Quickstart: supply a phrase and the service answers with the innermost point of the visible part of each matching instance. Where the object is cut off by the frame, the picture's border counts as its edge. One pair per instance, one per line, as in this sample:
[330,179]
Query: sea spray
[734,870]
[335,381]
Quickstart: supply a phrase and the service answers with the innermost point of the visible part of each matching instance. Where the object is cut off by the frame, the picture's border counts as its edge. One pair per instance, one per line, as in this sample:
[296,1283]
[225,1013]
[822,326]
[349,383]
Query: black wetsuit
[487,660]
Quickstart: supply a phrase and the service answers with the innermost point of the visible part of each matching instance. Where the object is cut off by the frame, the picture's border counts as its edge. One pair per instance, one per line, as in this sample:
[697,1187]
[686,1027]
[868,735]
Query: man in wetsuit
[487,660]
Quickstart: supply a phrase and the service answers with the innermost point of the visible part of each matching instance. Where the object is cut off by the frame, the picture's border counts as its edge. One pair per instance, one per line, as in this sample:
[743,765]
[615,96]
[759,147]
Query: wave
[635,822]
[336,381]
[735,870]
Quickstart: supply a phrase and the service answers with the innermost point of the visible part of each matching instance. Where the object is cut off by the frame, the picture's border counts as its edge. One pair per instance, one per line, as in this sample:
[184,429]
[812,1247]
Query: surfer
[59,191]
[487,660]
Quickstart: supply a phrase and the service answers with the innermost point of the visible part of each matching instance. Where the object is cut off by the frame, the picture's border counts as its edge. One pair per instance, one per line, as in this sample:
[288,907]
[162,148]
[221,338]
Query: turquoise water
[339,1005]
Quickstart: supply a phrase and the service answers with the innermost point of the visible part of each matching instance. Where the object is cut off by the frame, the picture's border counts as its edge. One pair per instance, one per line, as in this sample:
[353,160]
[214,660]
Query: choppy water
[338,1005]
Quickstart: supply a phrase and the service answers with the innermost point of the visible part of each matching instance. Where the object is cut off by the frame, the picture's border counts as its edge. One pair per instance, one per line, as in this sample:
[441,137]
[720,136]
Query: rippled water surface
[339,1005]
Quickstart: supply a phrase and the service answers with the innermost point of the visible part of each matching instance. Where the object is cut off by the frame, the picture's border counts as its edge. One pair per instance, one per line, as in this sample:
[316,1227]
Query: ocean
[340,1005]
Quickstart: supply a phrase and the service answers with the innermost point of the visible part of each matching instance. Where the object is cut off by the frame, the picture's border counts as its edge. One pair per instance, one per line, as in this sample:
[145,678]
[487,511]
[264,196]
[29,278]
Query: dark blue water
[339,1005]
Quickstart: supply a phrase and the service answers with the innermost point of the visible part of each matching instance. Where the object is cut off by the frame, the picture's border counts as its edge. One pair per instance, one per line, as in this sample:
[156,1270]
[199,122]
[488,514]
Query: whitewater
◇ ◇ ◇ ◇ ◇ ◇ ◇
What to produce: Once the records are read, print each of them exactly as written.

Response box:
Quickstart: supply a phrase and the service answers with the innermost point of the visible part of each matching instance. Where the object is cut off by the frame, the picture's border counts as its edge. One pair per instance, one per line, as in this sample:
[330,179]
Query: sea spray
[734,870]
[335,381]
Quickstart: supply a phrase and the service answers with the innermost point of the visible part of each matching instance. Where the object is cut off by the frame, the picture's border counts as its edge. One pair per instance, one per line, as in this sample:
[296,1283]
[225,1013]
[822,326]
[349,383]
Query: black wetsuit
[487,660]
Quickstart: supply a phrase and the service answers with the innermost point of the visible part of each matching instance. Where the object is cut off by the frame, the picture's border counts as its edge. One pair per instance, one per line, as in this sample:
[697,1187]
[686,1027]
[868,735]
Query: man in wetsuit
[487,660]
Quickstart: supply a phrase and the service answers with the innermost point of the visible part of each matching instance. Where the object is cut off by the frame, the picture's border counts as its edge. One pair per instance, one per line, as in this sample:
[743,765]
[615,96]
[759,147]
Query: wave
[635,822]
[336,381]
[735,870]
Quickstart: supply a phrase and the service answers with the innermost point of the visible part of each matching instance. Where the object is cut off by the frame, the picture's border counts as its edge. One pair per instance, one per line, as in this sample:
[184,429]
[812,1247]
Query: surfer
[59,191]
[487,660]
Quickstart: supply a phrase and the service answers with the innermost point of the visible part of each matching instance. Where the object is cut off by the frame, the picture's border counts as its edge. One pair per instance, one per line, as in this sample:
[288,907]
[162,148]
[221,338]
Query: turquoise water
[339,1005]
Quickstart: supply a phrase and the service answers with the innermost point of the visible part of each matching instance. Where the object is cut off by the frame, the picture's border counts as its edge. One pair per instance, one per line, as in this sample:
[353,160]
[214,660]
Query: choppy water
[338,1005]
Quickstart: supply a phrase and the service answers with the innermost point of the visible part of each matching instance. Where the object is cut off by the frame, the picture's border counts as its edge. One pair per instance, one per line, as in this sample:
[441,137]
[720,136]
Query: rippled water surface
[339,1005]
Quickstart: supply a phrase and the service answers with the innermost point of the visible part of each matching instance. Where the object is cut off by the frame, the picture's border counts as its edge. One pair per instance, one per line, as in this sample:
[316,1227]
Query: ocean
[340,1005]
Quickstart: supply a phrase and the service answers with the innermost point of the visible part of each matching instance. Where the object is cut off by the frame, the picture's border counts as its edge. One pair per instance, one per line, as in this sample:
[145,678]
[487,511]
[264,196]
[29,278]
Query: dark blue water
[339,1005]
Quickstart: supply a phrase and the service answers with the innermost point of the visible part of each matching instance. Where the object is cut off by the frame, the picture's border counts as its edge. One pair per instance, one per line, as in this sample:
[156,1270]
[199,122]
[488,514]
Query: whitewater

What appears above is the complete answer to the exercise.